Matt, I agree that postponing the debates was a silly flourish. Switching them to economic issues was a much better idea -- let the candidates discuss the plan they are pushing.

Every politician is a mash-up of cynical opportunism and idealistic purpose. The are others as obvious and unhindered as McCain, but he's up there.

Michael said...

Henry asks: "Is this what happened?"

So you think the President called John and asked him to help out? None of this has ANYTHING to do with the Republicans helping out a fellow Republicans?

John McCain is going to roll into town, push everybody who's been working on this 24 hours a day for over a week now...and make the deal?

Right.

*As for my posting you say is off topic, it was a response to Hardy-Boy who referred to McCain's expertise as a pilot being a reason he should be President.

TMink said...

Sofa wrote: "I'm simply sick of mockery. It seems to be all that most people have to offer,"

Agreed. I am sick of it from both sides.

I guess when there is little substance some people try to substitute drama and slander.

Trey

mcg said...

John McCain is going to roll into town, push everybody who's been working on this 24 hours a day for over a week now...and make the deal?

If Reid and Emmanuel are to be believed, the Dems are worried that McCain will demagogue the bailout plan if he hasn't explicitly endorsed it. They want his support as political cover. Republicans are reluctant to support the bailout as well if McCain is going to be against it.

Seems to me that puts McCain in an (un?)enviable position of power here, the ability to demand certain compromises from both sides of his own choosing, and then get behind a bipartisan result.

Hoosier Daddy said...

Recorded information:

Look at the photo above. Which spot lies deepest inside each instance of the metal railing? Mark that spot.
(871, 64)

Problem: Which names in the comment thread above are immediately followed by the word "said..."?

Solution to this problem: Michael, TMink, mcg, Hoosier Daddy